(Dataset rows)
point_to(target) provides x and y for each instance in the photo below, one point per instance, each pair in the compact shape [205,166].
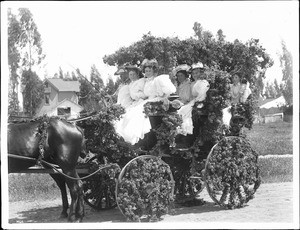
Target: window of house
[47,99]
[64,111]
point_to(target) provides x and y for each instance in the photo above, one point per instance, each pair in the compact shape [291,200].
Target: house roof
[262,101]
[46,109]
[64,101]
[62,86]
[274,103]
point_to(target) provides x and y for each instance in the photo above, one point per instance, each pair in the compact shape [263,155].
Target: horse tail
[83,151]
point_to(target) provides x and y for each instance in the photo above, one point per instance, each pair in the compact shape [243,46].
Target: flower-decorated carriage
[165,167]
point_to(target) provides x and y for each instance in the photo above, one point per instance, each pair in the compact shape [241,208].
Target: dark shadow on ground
[51,214]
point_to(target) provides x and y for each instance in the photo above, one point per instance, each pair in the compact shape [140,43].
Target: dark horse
[63,143]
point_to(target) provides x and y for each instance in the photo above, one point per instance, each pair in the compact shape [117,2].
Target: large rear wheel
[232,173]
[145,189]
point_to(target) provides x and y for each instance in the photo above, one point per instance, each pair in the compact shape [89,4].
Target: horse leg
[60,181]
[76,212]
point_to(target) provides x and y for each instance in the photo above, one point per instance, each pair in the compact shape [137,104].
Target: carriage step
[182,149]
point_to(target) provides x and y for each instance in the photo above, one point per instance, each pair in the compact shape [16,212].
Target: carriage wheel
[232,173]
[99,190]
[145,189]
[188,187]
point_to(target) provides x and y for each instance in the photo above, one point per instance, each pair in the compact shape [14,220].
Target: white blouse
[124,98]
[136,89]
[199,90]
[159,86]
[184,91]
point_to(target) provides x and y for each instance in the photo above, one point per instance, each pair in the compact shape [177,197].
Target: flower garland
[145,190]
[207,115]
[232,173]
[246,111]
[167,130]
[102,139]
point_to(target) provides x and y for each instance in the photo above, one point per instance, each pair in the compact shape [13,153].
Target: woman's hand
[176,104]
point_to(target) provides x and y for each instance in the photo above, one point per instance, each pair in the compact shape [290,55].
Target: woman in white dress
[183,90]
[235,89]
[130,95]
[239,92]
[198,90]
[156,88]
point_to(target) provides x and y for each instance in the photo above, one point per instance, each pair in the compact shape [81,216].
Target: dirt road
[273,203]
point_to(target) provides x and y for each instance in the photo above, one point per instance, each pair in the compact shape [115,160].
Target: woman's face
[133,75]
[235,79]
[181,77]
[197,74]
[149,72]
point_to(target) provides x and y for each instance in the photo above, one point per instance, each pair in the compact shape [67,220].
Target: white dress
[184,91]
[135,91]
[199,89]
[124,98]
[235,92]
[136,124]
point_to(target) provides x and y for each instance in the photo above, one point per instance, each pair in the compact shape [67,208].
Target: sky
[78,34]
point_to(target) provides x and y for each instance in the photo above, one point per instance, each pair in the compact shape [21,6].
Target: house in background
[60,98]
[270,110]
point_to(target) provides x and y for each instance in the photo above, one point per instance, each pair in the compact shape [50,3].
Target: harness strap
[56,167]
[43,132]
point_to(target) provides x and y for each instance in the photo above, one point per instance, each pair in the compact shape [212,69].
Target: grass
[31,186]
[271,138]
[276,169]
[266,139]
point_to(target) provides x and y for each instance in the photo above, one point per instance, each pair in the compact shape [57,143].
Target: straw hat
[149,63]
[183,67]
[198,65]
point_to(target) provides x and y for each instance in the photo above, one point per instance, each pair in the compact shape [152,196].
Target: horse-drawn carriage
[144,180]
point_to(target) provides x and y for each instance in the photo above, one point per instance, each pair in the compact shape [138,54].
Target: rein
[55,167]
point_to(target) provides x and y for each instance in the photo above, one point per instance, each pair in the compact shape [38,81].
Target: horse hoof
[63,216]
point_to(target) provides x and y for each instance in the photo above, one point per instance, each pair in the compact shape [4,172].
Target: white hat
[198,65]
[183,67]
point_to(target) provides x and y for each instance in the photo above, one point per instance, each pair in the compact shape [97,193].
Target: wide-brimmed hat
[149,63]
[198,65]
[183,67]
[132,67]
[135,68]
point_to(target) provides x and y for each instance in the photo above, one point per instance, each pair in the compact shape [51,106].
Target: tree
[33,92]
[30,40]
[14,29]
[96,79]
[286,63]
[24,52]
[249,59]
[270,91]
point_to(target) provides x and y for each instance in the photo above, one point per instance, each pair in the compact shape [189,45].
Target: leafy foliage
[101,138]
[232,172]
[167,129]
[286,63]
[250,58]
[145,190]
[246,111]
[33,91]
[207,115]
[24,52]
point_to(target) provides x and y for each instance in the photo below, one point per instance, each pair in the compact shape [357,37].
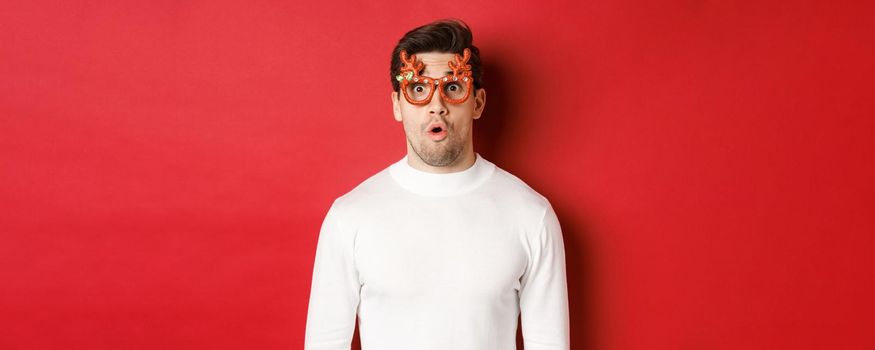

→ **WRITTEN EXERCISE**
Repeat all of the records above word for word, leaving out the pictures.

→ **ANSWER TO THIS PROBLEM**
point_to(target) provides x and y for each instance in the photo below, one point per instance, each pair in the compact shape [205,166].
Target: window of house
[47,99]
[64,111]
point_to(target) provides x and y for each instance in the photo above, one point per instance, each pair in the compact shape [291,200].
Target: house roof
[262,101]
[46,109]
[64,101]
[62,86]
[274,103]
point_to(target) provides x and y for each instance in the photo above, one point per instance, each pair in the compact shape [263,155].
Target: horse tail
[83,151]
point_to(target) provides x and y for each instance in the photo above, one point per instance, each pair in the compact shape [243,46].
Target: flower-decorated carriage
[165,167]
point_to(target) provides x and y for each instance in the photo above, one point per instance, each pair in the compact shape [241,208].
Target: dark shadow on ground
[51,214]
point_to(target) provides x and y for each instance in the photo above, one point per instance, each pair in the compact shape [140,43].
Target: dark horse
[63,143]
point_to(target) provides x and y for each instance in the photo above, one point per instance, each pair in the compact shape [117,2].
Target: large rear wheel
[232,173]
[145,189]
point_to(target) provides x and y for each instance in the photo above, one point per instance, each pair in the compact shape [89,4].
Target: horse leg
[60,181]
[76,212]
point_to(target) provides x and y for each instance in the photo above, one point per instance, each pair in the compact shape [137,104].
Target: carriage step
[182,149]
point_to(target) provides x and y for each instance in the photo above, one point per instance, each pair in the compact shape [16,212].
Target: carriage wheel
[232,173]
[99,190]
[145,189]
[188,187]
point_to(target) provides x and y for each instance in the photo above, one point per instance, each pair in the compact shape [14,220].
Target: white blouse
[124,98]
[136,89]
[199,90]
[159,86]
[184,91]
point_to(target) provides x and y for each instance in the photo above, one point per instance, each pair in the compact shape [177,197].
Target: flower garland
[145,190]
[207,115]
[232,173]
[246,111]
[167,130]
[102,139]
point_to(target) provides x and y for each instance in the photo above, one point per instance, each pair in the compact shape [13,153].
Target: woman's hand
[176,104]
point_to(target) provides x and y for each instance in the photo above, one point per instance, each pair in the compact shape [290,55].
Target: woman in white dress
[183,90]
[235,89]
[130,95]
[239,92]
[198,90]
[156,88]
point_to(target) provides x and y for each instance in the photo above, one point per instance, each pair in the compact shape [81,216].
Target: dirt road
[273,203]
point_to(target) provides x and y for each instance in the photo above, one point per instance, each pair in the compact shape [115,160].
Target: woman's face
[133,75]
[235,79]
[181,77]
[197,74]
[149,72]
point_to(target) provides x and y for each instance in the photo above, one point per instance, each pair in the compact shape [67,220].
Target: white dress
[184,91]
[135,91]
[199,89]
[124,98]
[235,92]
[136,124]
point_to(target) provides x and y for each instance in the photo above, one point per instance, each pair in the compact shape [67,208].
Target: sky
[78,34]
point_to(target) provides x and y for each instance in the photo above, one point per instance, each pair in the compact shape [21,6].
Target: house in background
[60,98]
[270,110]
point_to(target) provides x and y for each instance in the photo above, one point per instance, each pair in the compact shape [50,3].
Target: harness strap
[56,167]
[43,132]
point_to(target) provides x and y for each instance in the photo above, one point per instance, each pair in the compact shape [212,69].
Target: grass
[31,186]
[271,138]
[276,169]
[266,139]
point_to(target) provides x and y for each instance in the photo above, one point per instance, each pair in the compact shape [57,143].
Target: straw hat
[149,63]
[183,67]
[198,65]
point_to(target) provides x and y for each instance in the photo above, one point per instance, each pair in the compact shape [152,196].
Target: horse-drawn carriage
[144,180]
point_to(target) provides x and y for each instance in the photo above, one point per instance, each pair in the compact shape [138,54].
Target: rein
[55,167]
point_to(target) provides x and y for each instance in the photo above, one point per instance, each pair in the compact shape [38,81].
Target: horse hoof
[63,216]
point_to(target) provides x and y for each instance in the photo above, one point per instance, each pair in the compact shape [4,172].
Target: white hat
[198,65]
[183,67]
point_to(target) provides x and y for each instance in the photo above, one point per instance, each pair in the compact shape [97,193].
Target: wide-brimmed hat
[149,63]
[198,65]
[183,67]
[132,67]
[135,68]
point_to(target) provides x and y for each instance in the photo above, one point per instance, each pair in the compact shape [51,106].
Target: tree
[33,92]
[30,40]
[14,29]
[96,79]
[286,63]
[24,52]
[249,59]
[270,91]
point_to(target) provides x and y for each instance in the photo above, one point per instance, each pair in the compact shape [189,45].
Target: leafy foliage
[101,138]
[232,172]
[167,129]
[286,63]
[250,58]
[145,190]
[246,111]
[33,91]
[207,115]
[24,52]
point_to(target) provides x and y for each instance in the photo below, one point per instance, each pair in the compact shape [357,37].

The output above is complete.